[Start of Attachment]
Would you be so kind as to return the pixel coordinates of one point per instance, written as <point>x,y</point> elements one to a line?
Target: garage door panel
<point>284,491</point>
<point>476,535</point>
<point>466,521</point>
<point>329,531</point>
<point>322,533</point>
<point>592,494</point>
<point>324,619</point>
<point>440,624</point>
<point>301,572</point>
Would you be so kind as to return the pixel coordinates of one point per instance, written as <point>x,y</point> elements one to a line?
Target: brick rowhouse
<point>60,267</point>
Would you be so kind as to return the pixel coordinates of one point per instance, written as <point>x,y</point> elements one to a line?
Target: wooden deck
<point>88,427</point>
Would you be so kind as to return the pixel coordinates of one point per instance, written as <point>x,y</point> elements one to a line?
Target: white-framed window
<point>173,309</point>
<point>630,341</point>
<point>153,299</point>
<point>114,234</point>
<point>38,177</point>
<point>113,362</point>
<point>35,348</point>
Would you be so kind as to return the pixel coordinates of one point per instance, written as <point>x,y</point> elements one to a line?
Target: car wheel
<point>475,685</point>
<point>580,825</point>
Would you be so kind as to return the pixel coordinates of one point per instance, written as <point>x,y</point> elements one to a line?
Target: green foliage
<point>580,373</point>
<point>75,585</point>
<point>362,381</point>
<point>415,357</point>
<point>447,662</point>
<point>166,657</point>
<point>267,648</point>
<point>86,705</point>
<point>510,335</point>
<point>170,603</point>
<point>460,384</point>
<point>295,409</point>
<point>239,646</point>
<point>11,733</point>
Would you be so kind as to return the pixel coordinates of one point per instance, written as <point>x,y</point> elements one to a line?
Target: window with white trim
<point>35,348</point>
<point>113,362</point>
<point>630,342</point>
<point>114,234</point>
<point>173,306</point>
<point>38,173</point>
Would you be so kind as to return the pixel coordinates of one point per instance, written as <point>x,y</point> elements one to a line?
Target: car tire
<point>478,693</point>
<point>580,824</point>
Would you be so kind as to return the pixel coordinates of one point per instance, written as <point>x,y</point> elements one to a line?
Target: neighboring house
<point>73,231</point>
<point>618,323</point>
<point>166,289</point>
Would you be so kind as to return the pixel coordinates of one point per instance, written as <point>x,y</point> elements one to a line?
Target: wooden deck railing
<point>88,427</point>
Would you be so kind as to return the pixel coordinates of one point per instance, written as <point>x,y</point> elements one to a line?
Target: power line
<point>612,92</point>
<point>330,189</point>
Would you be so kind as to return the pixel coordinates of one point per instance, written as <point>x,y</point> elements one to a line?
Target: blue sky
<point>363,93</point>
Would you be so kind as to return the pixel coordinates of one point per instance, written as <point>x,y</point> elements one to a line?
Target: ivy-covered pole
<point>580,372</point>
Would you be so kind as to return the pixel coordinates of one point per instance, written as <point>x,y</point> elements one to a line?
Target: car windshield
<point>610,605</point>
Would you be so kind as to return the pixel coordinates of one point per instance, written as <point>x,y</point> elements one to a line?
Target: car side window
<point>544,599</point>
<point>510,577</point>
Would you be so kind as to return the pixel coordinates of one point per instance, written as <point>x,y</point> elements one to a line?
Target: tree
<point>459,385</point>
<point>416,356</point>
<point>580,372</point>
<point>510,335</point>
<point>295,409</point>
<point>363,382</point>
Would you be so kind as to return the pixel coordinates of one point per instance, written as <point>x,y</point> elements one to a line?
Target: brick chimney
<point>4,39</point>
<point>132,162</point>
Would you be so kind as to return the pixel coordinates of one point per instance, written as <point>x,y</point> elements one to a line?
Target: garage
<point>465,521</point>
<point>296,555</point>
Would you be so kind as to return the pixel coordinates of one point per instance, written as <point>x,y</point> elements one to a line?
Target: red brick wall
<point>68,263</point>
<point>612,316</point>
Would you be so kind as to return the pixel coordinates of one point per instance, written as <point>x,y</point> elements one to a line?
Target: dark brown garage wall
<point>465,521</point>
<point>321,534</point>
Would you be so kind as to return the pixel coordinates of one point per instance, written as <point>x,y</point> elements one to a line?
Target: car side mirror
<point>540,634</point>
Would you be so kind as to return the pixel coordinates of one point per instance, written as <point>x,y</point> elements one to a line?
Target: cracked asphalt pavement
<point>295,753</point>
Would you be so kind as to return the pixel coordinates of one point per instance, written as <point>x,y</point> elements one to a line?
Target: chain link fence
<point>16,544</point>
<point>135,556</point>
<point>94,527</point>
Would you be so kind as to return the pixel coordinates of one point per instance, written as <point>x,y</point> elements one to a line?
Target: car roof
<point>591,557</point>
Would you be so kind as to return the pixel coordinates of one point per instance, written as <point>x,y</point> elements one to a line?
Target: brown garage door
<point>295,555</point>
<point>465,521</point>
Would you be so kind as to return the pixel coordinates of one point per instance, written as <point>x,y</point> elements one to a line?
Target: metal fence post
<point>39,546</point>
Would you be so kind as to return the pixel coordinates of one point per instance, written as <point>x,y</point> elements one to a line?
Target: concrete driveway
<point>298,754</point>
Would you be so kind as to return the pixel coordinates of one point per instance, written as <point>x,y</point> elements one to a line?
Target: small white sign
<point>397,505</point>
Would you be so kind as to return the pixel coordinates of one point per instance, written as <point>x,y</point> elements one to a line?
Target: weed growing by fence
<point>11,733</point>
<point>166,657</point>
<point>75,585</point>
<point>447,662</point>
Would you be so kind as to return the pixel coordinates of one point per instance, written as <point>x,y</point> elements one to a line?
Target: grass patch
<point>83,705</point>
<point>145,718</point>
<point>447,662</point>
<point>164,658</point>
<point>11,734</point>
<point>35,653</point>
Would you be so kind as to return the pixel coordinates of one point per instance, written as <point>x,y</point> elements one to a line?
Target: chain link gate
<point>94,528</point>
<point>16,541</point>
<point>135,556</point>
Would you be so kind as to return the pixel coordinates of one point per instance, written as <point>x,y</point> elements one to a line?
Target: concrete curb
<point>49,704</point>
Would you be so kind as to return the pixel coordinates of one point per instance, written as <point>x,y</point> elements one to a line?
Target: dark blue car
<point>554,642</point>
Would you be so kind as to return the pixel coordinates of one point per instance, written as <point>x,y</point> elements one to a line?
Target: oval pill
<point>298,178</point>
[End of Attachment]
## Required work
The response has to contain every record shown above, unaltered and complete.

## Answer below
Would you be so kind as to return the pixel coordinates of one point per instance, written as <point>x,y</point> elements one to a line?
Target: garage door panel
<point>284,491</point>
<point>476,535</point>
<point>466,521</point>
<point>329,531</point>
<point>322,533</point>
<point>592,494</point>
<point>324,619</point>
<point>440,624</point>
<point>301,572</point>
Would you be so kind as to return the pixel coordinates of one point per instance, written as <point>x,y</point> elements one to a line?
Target: brick rowhouse
<point>60,267</point>
Would you be so kind as to return the pixel coordinates of one point per instance, written as <point>x,y</point> elements one to a line?
Target: wooden deck
<point>88,427</point>
Would you be so kind as to return the pixel coordinates of one point per instance, written as <point>x,y</point> elements one to a line?
Target: white-framed window
<point>173,309</point>
<point>630,341</point>
<point>153,299</point>
<point>114,234</point>
<point>38,177</point>
<point>113,362</point>
<point>35,348</point>
Would you be so kind as to return the pixel coordinates of one point per instance, written as <point>x,y</point> elements one to a line?
Target: car wheel
<point>475,685</point>
<point>580,825</point>
Would you be so kind as to return the pixel coordinates of one point per instance, written as <point>x,y</point> elements one to a line?
Target: green foliage
<point>580,373</point>
<point>75,585</point>
<point>362,381</point>
<point>415,357</point>
<point>447,662</point>
<point>166,657</point>
<point>267,648</point>
<point>86,705</point>
<point>510,335</point>
<point>170,603</point>
<point>460,384</point>
<point>295,409</point>
<point>239,646</point>
<point>11,733</point>
Would you be so kind as to return the pixel coordinates of one point per instance, written as <point>x,y</point> elements one to a line?
Target: window with white trim
<point>35,348</point>
<point>113,362</point>
<point>630,342</point>
<point>114,234</point>
<point>173,306</point>
<point>38,173</point>
Would you be so kind as to return the pixel coordinates of one point per instance, written as <point>x,y</point> elements one to a line?
Target: car tire
<point>478,693</point>
<point>580,824</point>
Would you be so kind as to return the pixel coordinates of one point per instance, written as <point>x,y</point> elements one to a line?
Target: neighboring house
<point>73,231</point>
<point>618,323</point>
<point>166,289</point>
Would you be so kind as to return the pixel coordinates of one point per instance, written as <point>x,y</point> elements one to a line?
Target: wooden deck railing
<point>88,427</point>
Would you be so kind as to return the pixel coordinates of one point per instance, written as <point>x,y</point> elements one to a line?
Target: power line
<point>612,92</point>
<point>330,189</point>
Would you be so kind as to return the pixel coordinates of one point per instance, written as <point>x,y</point> elements one to a line?
Target: blue sky
<point>363,93</point>
Would you be so kind as to return the pixel coordinates of one point per instance, written as <point>x,y</point> elements one to a line?
Target: ivy-covered pole
<point>580,372</point>
Would you be so kind as to return the pixel coordinates of one point per instance, written as <point>x,y</point> elements one to a line?
Target: car windshield
<point>610,605</point>
Would you be so kind as to return the pixel coordinates of one point per instance, written as <point>x,y</point> elements one to a line?
Target: car side window
<point>544,599</point>
<point>510,577</point>
Would you be so kind as to return the pixel coordinates of one point per instance, written as <point>x,y</point> elements one to a line?
Target: tree
<point>459,385</point>
<point>416,356</point>
<point>580,372</point>
<point>510,335</point>
<point>295,409</point>
<point>363,382</point>
Would you be so kind as to return the pixel coordinates of one point per instance, written as <point>x,y</point> elements one to a line?
Target: brick chimney
<point>4,39</point>
<point>132,162</point>
Would you be so kind as to return the pixel coordinates of one point per instance, written as <point>x,y</point> elements one to a line?
Target: garage
<point>465,521</point>
<point>296,555</point>
Would you be so kind as to return the pixel coordinates of one point per instance, written as <point>x,y</point> elements one to a line?
Target: red brick wall
<point>68,263</point>
<point>612,316</point>
Would you be so kind as to return the pixel coordinates of one point per instance, written as <point>x,y</point> elements one to a line?
Target: dark brown garage wall
<point>465,521</point>
<point>321,534</point>
Would you be so kind as to return the pixel coordinates of one point per instance, written as <point>x,y</point> elements one to a line?
Target: car side mirror
<point>540,634</point>
Would you be so kind as to return the pixel coordinates of one point per instance, written as <point>x,y</point> elements one to a line?
Target: cracked asphalt pavement
<point>295,753</point>
Would you be so kind as to return the pixel coordinates of one point per instance, written as <point>x,y</point> elements one to a line?
Target: chain link fence
<point>16,544</point>
<point>135,556</point>
<point>94,527</point>
Would you be so kind as to return the pixel coordinates of one point per instance, written as <point>x,y</point> elements one to a line?
Target: car roof
<point>591,557</point>
Would you be so kind as to return the pixel coordinates of one point per instance, written as <point>x,y</point> elements one to a line?
Target: brown garage door
<point>295,555</point>
<point>465,521</point>
Would you be so kind as to return the pixel coordinates of one point per instance, written as <point>x,y</point> elements one to a line?
Target: metal fence post
<point>39,546</point>
Would you be so kind as to return the pixel coordinates of one point per instance, written as <point>x,y</point> elements one to a line?
Target: concrete driveway
<point>298,754</point>
Would you be so kind as to return the pixel coordinates of one point per instance, written as <point>x,y</point> elements one to a line?
Target: small white sign
<point>397,505</point>
Would you be so kind as to return the pixel coordinates of one point per instance, written as <point>x,y</point> elements one to a line?
Target: weed growing by fence
<point>11,733</point>
<point>166,657</point>
<point>75,585</point>
<point>447,662</point>
Would you be so kind as to return the pixel coordinates of one point per instance, written as <point>x,y</point> elements one to a line?
Target: grass patch
<point>83,705</point>
<point>145,718</point>
<point>447,662</point>
<point>164,658</point>
<point>11,734</point>
<point>35,653</point>
Would you be so kind as to return the pixel coordinates of one point per instance, written as <point>x,y</point> elements one to a line?
Target: chain link gate
<point>94,528</point>
<point>16,541</point>
<point>135,556</point>
Would you be so kind as to return the pixel coordinates of one point per instance, written as <point>x,y</point> elements one to a line?
Target: concrete curb
<point>49,704</point>
Would you be so kind as to return the pixel coordinates of one point per instance, written as <point>x,y</point> elements one to a line?
Target: dark blue car
<point>554,642</point>
Would you be so kind as to return the pixel coordinates of one point per instance, written as <point>x,y</point> elements one to a line?
Target: oval pill
<point>298,178</point>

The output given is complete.